* TRECHO DE ORIGEM:
┌──
J.M.G.: Primeiramente queria mencionar que Educação Compensatória era um nome, uma forma elegante de dizer que as deficiências, as necessidades, devem ser compensadas. Mas o fato de ser cigano ou imigrante não é um déficit, portanto, é provável que seja necessário ajudar as pessoas a conhecerem melhor a língua e os costumes do nosso país, mas isso teria que ser feito em relação aos outros/as companheiros/as do país e não fazer nada específico para este tipo de famílias, de estudantes.

Posso dizer que no final do regime de Franco foram criadas salas de aula “ponte” para que aí pudessem preparar-se meninos e meninas ciganos que se pensava que não podiam ingressar nas escolas. Chamei-as de “salas de aula poço” porque nunca foram preparadas e nunca saíram de lá e finalmente as salas de aula “ponte” foram eliminadas e os/as alunos/as passaram a integrar as diferentes escolas onde se encontrava a equipe pedagógica que eu dirigia na Educação Compensatória: cerca de 80 profissionais (professores/as e educadores/as sociais) ajudaram na incorporação desses alunos/as para uma correta integração, ou melhor, inclusão desses alunos/as.
└──
* TAREFA: De acordo com o trecho sobre a Educação Compensatória, quantos profissionais formavam a equipe pedagógica citada? Responda usando só o trecho acima.

* MATERIAL BRUTO:
┌──
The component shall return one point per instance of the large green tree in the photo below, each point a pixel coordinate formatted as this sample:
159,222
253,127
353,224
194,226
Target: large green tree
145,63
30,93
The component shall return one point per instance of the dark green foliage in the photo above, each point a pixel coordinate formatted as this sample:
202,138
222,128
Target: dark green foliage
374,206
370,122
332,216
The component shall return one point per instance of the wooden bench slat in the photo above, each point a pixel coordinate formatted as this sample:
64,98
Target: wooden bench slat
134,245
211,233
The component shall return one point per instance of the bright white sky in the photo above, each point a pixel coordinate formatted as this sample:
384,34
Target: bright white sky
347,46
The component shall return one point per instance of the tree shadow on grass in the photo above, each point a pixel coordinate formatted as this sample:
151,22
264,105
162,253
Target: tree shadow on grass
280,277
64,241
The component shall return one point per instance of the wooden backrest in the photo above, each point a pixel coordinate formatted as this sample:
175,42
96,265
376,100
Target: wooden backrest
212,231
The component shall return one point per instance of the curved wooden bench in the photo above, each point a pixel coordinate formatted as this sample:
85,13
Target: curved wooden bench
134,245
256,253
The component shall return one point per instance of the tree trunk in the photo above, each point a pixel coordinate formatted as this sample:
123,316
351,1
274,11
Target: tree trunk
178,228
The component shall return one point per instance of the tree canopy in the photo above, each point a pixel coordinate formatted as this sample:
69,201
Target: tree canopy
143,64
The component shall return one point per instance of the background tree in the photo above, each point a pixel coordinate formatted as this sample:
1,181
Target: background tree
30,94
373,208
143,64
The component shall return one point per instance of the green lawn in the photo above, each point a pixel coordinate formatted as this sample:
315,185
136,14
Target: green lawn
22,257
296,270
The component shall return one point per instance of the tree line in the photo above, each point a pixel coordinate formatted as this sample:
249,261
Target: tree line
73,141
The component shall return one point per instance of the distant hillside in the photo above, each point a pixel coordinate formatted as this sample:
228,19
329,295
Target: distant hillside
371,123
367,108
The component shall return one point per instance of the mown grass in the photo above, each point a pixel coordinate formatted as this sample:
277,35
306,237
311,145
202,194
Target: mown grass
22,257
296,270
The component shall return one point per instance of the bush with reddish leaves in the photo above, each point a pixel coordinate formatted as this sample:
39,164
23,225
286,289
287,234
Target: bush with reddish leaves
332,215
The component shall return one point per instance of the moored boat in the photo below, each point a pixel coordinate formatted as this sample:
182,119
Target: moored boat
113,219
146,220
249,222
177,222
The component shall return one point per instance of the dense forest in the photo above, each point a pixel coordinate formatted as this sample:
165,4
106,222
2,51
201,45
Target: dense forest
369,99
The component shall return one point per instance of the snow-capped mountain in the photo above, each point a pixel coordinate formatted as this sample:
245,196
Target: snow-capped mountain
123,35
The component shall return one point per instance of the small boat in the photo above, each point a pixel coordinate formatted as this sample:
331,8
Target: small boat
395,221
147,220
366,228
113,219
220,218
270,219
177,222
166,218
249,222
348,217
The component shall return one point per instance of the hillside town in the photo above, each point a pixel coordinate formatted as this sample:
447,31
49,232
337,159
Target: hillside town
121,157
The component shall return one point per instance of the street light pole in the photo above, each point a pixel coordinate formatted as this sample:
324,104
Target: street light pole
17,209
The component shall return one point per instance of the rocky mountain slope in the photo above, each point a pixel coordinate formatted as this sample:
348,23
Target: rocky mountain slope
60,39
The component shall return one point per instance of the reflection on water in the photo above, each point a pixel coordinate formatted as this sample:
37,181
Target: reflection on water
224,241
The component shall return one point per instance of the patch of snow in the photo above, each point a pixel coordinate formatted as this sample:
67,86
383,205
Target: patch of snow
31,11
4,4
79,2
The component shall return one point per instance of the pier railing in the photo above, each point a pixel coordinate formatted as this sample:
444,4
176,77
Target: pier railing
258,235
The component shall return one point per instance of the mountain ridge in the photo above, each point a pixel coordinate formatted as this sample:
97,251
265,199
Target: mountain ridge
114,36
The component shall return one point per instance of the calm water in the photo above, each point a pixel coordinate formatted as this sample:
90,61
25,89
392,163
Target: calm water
└──
* RESPOSTA CERTA: Cerca de 80 profissionais, entre professores/as e educadores/as sociais.